__Written instruction__: Could you write out the records below exactly as they appear?

__Records for the exercise__:
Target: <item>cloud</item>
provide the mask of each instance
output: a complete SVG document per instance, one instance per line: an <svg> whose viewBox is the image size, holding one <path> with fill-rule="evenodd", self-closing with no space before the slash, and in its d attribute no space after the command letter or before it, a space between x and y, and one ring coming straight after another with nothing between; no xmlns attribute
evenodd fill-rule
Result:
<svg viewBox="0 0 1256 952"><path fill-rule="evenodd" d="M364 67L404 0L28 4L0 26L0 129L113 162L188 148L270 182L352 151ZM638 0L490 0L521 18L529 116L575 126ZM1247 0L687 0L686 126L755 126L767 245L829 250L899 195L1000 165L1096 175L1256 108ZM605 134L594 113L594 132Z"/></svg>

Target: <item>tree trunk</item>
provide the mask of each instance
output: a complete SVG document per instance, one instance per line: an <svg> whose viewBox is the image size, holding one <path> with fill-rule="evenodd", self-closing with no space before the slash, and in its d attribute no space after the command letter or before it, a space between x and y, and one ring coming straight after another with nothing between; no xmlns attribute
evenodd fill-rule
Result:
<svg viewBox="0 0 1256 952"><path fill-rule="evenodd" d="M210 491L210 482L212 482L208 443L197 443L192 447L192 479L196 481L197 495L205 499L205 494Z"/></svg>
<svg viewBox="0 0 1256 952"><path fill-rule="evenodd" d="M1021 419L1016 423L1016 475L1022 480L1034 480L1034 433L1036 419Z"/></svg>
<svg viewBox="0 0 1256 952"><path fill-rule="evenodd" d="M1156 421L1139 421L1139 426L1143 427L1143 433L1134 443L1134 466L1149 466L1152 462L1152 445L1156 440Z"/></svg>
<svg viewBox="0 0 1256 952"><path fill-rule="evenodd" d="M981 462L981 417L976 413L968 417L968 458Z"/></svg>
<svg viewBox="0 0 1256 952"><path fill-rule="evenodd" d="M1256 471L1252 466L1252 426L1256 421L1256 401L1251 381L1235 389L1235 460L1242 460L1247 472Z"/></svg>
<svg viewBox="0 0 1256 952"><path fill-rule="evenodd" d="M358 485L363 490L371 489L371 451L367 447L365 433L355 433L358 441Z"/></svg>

__Exercise output__:
Target: <item>cloud</item>
provide the mask of each instance
output: a complete SVG document per instance, one instance per line: an <svg> whose viewBox is the image size, holding one <path> with fill-rule="evenodd", self-closing with no space before the slash, and in its d attribute no space after the command letter or before it, a space between x and y, and one ring coming straight after another with nothing between; no xmlns attribute
evenodd fill-rule
Result:
<svg viewBox="0 0 1256 952"><path fill-rule="evenodd" d="M364 67L404 0L28 4L0 26L0 129L113 162L188 148L270 182L352 151ZM638 0L490 0L521 18L529 116L575 126ZM1247 0L687 0L686 126L755 126L767 245L829 250L899 195L1000 165L1096 175L1256 108ZM605 134L594 113L594 132Z"/></svg>

Target: <item>tree trunk</item>
provide the mask of each instance
output: a complete SVG document per instance, one instance per line: an <svg> whose viewBox is the image size, holding one <path> with fill-rule="evenodd", self-closing with no space before the slash, and in its d attribute no space after the command letter or before it, a space between x and y, and one ring coming straight after another with nothing between; no xmlns attribute
evenodd fill-rule
Result:
<svg viewBox="0 0 1256 952"><path fill-rule="evenodd" d="M210 491L210 482L212 482L208 443L197 443L192 447L192 479L196 481L197 495L205 499L205 494Z"/></svg>
<svg viewBox="0 0 1256 952"><path fill-rule="evenodd" d="M1021 419L1016 423L1016 475L1022 480L1034 480L1034 433L1036 419Z"/></svg>
<svg viewBox="0 0 1256 952"><path fill-rule="evenodd" d="M1156 421L1139 421L1139 426L1143 427L1143 433L1134 443L1134 466L1149 466L1152 462L1152 445L1156 440Z"/></svg>
<svg viewBox="0 0 1256 952"><path fill-rule="evenodd" d="M981 462L981 417L976 413L968 417L968 458Z"/></svg>
<svg viewBox="0 0 1256 952"><path fill-rule="evenodd" d="M1256 471L1252 466L1252 426L1256 421L1256 401L1251 381L1235 389L1235 460L1242 460L1247 472Z"/></svg>
<svg viewBox="0 0 1256 952"><path fill-rule="evenodd" d="M358 485L363 490L371 489L371 451L367 447L365 433L355 433L358 441Z"/></svg>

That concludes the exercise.